(Point localization data)
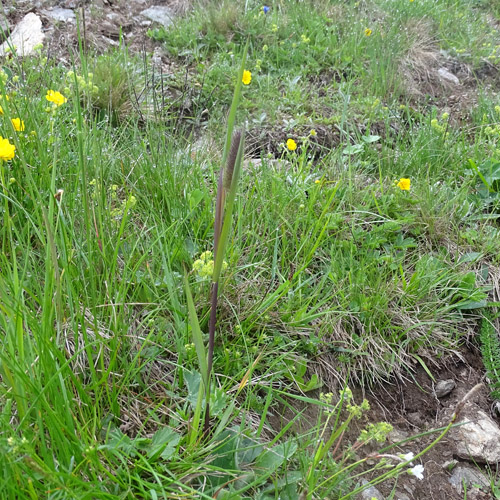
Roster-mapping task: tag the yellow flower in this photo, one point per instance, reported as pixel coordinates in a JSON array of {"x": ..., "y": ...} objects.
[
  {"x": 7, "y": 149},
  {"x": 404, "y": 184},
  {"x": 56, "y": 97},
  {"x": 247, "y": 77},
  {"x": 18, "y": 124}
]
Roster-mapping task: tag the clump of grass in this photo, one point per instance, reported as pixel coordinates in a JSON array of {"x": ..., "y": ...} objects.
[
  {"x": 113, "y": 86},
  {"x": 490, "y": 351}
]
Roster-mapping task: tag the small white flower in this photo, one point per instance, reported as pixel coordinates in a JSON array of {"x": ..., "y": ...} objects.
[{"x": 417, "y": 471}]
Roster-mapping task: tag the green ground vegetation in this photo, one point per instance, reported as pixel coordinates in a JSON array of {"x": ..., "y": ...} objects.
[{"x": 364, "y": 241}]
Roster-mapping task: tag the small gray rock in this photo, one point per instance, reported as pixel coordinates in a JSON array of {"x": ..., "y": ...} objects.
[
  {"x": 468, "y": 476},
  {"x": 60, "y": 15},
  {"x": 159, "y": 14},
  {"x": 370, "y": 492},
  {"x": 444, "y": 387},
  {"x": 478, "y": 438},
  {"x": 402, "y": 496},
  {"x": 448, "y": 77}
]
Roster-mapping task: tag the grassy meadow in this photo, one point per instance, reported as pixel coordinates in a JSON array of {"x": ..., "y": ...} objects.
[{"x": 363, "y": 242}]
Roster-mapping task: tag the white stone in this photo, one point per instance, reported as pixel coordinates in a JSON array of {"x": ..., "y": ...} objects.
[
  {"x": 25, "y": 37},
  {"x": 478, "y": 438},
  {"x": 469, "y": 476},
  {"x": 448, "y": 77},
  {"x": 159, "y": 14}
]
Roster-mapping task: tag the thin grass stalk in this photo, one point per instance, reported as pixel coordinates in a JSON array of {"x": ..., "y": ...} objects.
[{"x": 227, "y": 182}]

ACTIVITY =
Set down the records above exactly, leaving out pictures.

THE ANSWER =
Roster-mapping task: tag the yellow flower in this photo, one point per instance, reported as pixel coordinates in a JSON array of {"x": ..., "y": ...} objects.
[
  {"x": 7, "y": 149},
  {"x": 404, "y": 184},
  {"x": 56, "y": 97},
  {"x": 247, "y": 77},
  {"x": 18, "y": 124}
]
Roster-mapping task: tag the clump of grass in this photo, one point per instance, reported as pixel coordinates in a JSON array of {"x": ..., "y": ...} objects.
[
  {"x": 113, "y": 86},
  {"x": 490, "y": 351}
]
Roster-mapping task: tag the small white flower in this photo, one point per instance, reported as pixel coordinates in a JSON array of {"x": ..., "y": ...} objects.
[{"x": 417, "y": 471}]
Roster-mapping task: tag the green ground vegetation in this photo, one point per instance, reported as pixel coordinates in a JSON array of {"x": ..., "y": ...} objects.
[{"x": 364, "y": 241}]
Roster-mapping task: tag the small gray rock in this photo, one point per instance, reported as pixel coordinates in a JSON array of {"x": ..., "y": ...} objects.
[
  {"x": 468, "y": 476},
  {"x": 60, "y": 15},
  {"x": 159, "y": 14},
  {"x": 370, "y": 492},
  {"x": 444, "y": 387},
  {"x": 478, "y": 438},
  {"x": 402, "y": 496},
  {"x": 448, "y": 77}
]
Roster-mapping task: tag the grassy meadow in this photo, one point per instance, reported as pixel coordinates in a JSON array of {"x": ..., "y": ...} objects.
[{"x": 363, "y": 242}]
Roster-mapping task: tag the white stone in this photo, one point per instance, reported as pixel coordinates in a JSON array of {"x": ..., "y": ...} objects.
[
  {"x": 25, "y": 37},
  {"x": 478, "y": 438},
  {"x": 469, "y": 476},
  {"x": 448, "y": 77},
  {"x": 159, "y": 14}
]
Roster-mapping task: tag the thin grass stalk in this photo, one point per instance, reported as pixel coordinates in a JSON array of {"x": ..., "y": ...} objects.
[{"x": 227, "y": 182}]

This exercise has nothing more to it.